DATA FOR ANALYSIS: Begin
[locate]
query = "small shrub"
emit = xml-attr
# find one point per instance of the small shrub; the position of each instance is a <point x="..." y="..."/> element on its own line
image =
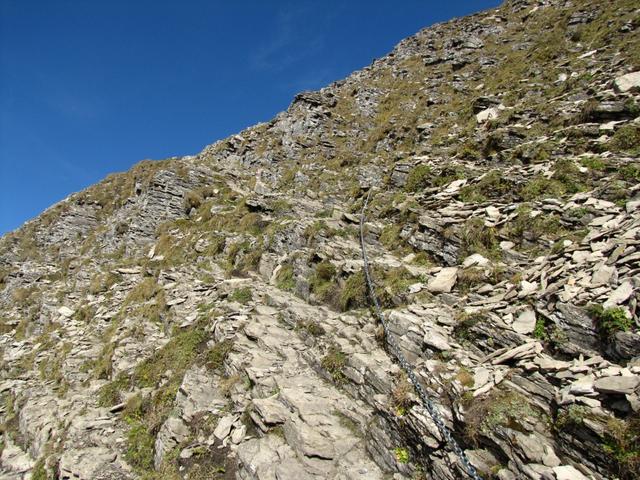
<point x="354" y="292"/>
<point x="540" y="331"/>
<point x="143" y="291"/>
<point x="466" y="321"/>
<point x="630" y="173"/>
<point x="594" y="163"/>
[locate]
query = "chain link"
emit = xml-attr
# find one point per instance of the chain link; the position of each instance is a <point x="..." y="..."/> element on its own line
<point x="395" y="350"/>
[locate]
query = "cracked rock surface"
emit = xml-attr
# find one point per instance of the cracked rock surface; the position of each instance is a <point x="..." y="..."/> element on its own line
<point x="207" y="316"/>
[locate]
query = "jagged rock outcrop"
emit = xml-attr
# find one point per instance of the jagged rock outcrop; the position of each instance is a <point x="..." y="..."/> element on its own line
<point x="207" y="316"/>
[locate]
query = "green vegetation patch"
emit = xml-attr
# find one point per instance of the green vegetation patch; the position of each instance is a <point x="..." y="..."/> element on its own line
<point x="492" y="186"/>
<point x="609" y="321"/>
<point x="498" y="409"/>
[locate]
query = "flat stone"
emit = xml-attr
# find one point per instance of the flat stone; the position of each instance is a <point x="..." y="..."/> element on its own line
<point x="567" y="472"/>
<point x="627" y="82"/>
<point x="617" y="385"/>
<point x="66" y="312"/>
<point x="224" y="426"/>
<point x="271" y="411"/>
<point x="525" y="322"/>
<point x="443" y="281"/>
<point x="619" y="295"/>
<point x="475" y="260"/>
<point x="527" y="288"/>
<point x="602" y="275"/>
<point x="437" y="340"/>
<point x="490" y="113"/>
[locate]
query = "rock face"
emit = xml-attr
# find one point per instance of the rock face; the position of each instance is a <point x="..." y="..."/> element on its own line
<point x="207" y="316"/>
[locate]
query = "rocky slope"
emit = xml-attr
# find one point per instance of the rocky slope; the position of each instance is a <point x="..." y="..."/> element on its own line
<point x="207" y="317"/>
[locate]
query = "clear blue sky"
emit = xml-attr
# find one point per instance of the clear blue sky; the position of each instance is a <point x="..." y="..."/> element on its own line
<point x="90" y="87"/>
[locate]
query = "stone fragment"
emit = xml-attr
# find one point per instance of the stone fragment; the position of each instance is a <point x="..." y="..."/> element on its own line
<point x="567" y="472"/>
<point x="603" y="275"/>
<point x="224" y="426"/>
<point x="525" y="322"/>
<point x="490" y="113"/>
<point x="66" y="312"/>
<point x="475" y="260"/>
<point x="435" y="339"/>
<point x="625" y="83"/>
<point x="619" y="295"/>
<point x="617" y="385"/>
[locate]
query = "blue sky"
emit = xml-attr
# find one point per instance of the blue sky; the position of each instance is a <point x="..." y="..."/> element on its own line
<point x="91" y="87"/>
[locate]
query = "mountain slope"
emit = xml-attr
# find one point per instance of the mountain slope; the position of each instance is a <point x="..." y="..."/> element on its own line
<point x="207" y="316"/>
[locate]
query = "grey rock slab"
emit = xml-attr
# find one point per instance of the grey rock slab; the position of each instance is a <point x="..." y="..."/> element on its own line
<point x="444" y="281"/>
<point x="617" y="385"/>
<point x="567" y="472"/>
<point x="66" y="312"/>
<point x="625" y="83"/>
<point x="619" y="295"/>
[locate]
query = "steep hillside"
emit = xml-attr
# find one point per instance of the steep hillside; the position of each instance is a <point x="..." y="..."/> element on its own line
<point x="208" y="316"/>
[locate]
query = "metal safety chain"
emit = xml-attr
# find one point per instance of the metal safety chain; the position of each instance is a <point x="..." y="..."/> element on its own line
<point x="395" y="350"/>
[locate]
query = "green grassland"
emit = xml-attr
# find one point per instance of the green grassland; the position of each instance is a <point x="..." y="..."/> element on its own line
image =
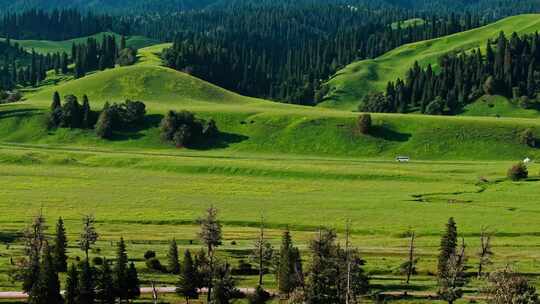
DATA FOR ANALYSIS: End
BRIEF
Your copy of the entries must be exact and must not include any of their pictures.

WRITTEN ANSWER
[locate]
query = "small shrub"
emit = xml-attr
# find one point per instance of the small shrub; the position of each instance is a <point x="..." y="..."/> element on its own line
image =
<point x="354" y="292"/>
<point x="540" y="331"/>
<point x="143" y="291"/>
<point x="466" y="321"/>
<point x="630" y="173"/>
<point x="594" y="163"/>
[locate]
query = "chain link"
emit = xml-attr
# find one point per instance of the chain link; the position of each instance is a <point x="..." y="..."/> element on its own line
<point x="395" y="350"/>
[locate]
query = "cracked rock surface"
emit = xml-attr
# find one point per instance of the cracked rock surface; the position of each instance is a <point x="..." y="..."/> element on its own line
<point x="207" y="316"/>
[locate]
query = "jagged rock outcrop"
emit = xml-attr
# find one point per instance of the jagged rock outcrop; the position of each instance is a <point x="..." y="..."/> element on its own line
<point x="207" y="316"/>
[locate]
query = "green vegetation patch"
emit = xml-attr
# find one point per instance of the green vegetation patch; the position of each instance is a <point x="..." y="..."/> element on its own line
<point x="492" y="186"/>
<point x="609" y="321"/>
<point x="498" y="409"/>
[locate]
query = "flat stone"
emit = xml-attr
# find one point per instance of the flat stone; the position of each instance is a <point x="..." y="..."/> element on its own line
<point x="567" y="472"/>
<point x="627" y="82"/>
<point x="617" y="385"/>
<point x="66" y="312"/>
<point x="224" y="426"/>
<point x="271" y="411"/>
<point x="525" y="322"/>
<point x="443" y="281"/>
<point x="619" y="295"/>
<point x="475" y="260"/>
<point x="527" y="288"/>
<point x="602" y="275"/>
<point x="437" y="340"/>
<point x="490" y="113"/>
[locate]
query = "rock face"
emit = xml-attr
# find one point per instance of the rock face; the position of each instance is a <point x="..." y="..."/> element on its own line
<point x="207" y="316"/>
[locate]
query = "rocky slope"
emit = xml-attr
# find one point per instance of the rocky slope; the position of each instance is a <point x="..." y="..."/> element on its own line
<point x="207" y="317"/>
[locate]
query = "clear blue sky"
emit = xml-attr
# find one point per instance of the clear blue sky; the position of each instance is a <point x="..." y="..."/> element on its own line
<point x="90" y="87"/>
[locate]
query = "stone fragment"
emit = xml-attr
# find one point per instance of the stone fragment; the position of each instance is a <point x="..." y="..."/> element on its own line
<point x="567" y="472"/>
<point x="603" y="275"/>
<point x="224" y="426"/>
<point x="525" y="322"/>
<point x="490" y="113"/>
<point x="66" y="312"/>
<point x="475" y="260"/>
<point x="435" y="339"/>
<point x="625" y="83"/>
<point x="619" y="295"/>
<point x="617" y="385"/>
[locate]
query = "blue sky"
emit = xml-attr
# find one point per instance of the blue sky; the position of each instance is a <point x="..." y="..."/> element on its own line
<point x="91" y="87"/>
[locate]
query = "mountain slope"
emit = xml-attr
# find one point per instance of the mountain slope; the position of each instance is a <point x="..." y="..."/> element on its own line
<point x="207" y="316"/>
[locate]
query = "grey rock slab"
emit = xml-attr
# find one point per instance of the grey rock slab; the position of each instance is a <point x="..." y="..."/> element on its own line
<point x="444" y="281"/>
<point x="617" y="385"/>
<point x="567" y="472"/>
<point x="66" y="312"/>
<point x="625" y="83"/>
<point x="619" y="295"/>
[locate]
query = "steep hillside"
emit = xml-attr
# find one point per instance of the steep hillside; the position of each instance is a <point x="..." y="..."/> element on its own line
<point x="208" y="316"/>
[locate]
query = "metal safety chain"
emit = xml-attr
# find one point per instance of the metal safety chain; the position of each instance is a <point x="..." y="..."/> element on its own line
<point x="395" y="350"/>
[locate]
query = "green grassland"
emit = xml-attr
# find one point per instance of the green grassland; the position of each instance is a <point x="..." y="..."/> element on its own line
image =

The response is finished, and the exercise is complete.